**Set task:** Pull out each line of the material below that contains the string "instance".
## START Entries shown
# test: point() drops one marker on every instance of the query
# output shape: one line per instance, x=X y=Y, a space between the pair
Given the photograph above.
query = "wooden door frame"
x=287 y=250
## END Entries shown
**Complete response:**
# test: point() drops one marker on every instance of the query
# output shape: one line per instance, x=X y=Y, a space between the pair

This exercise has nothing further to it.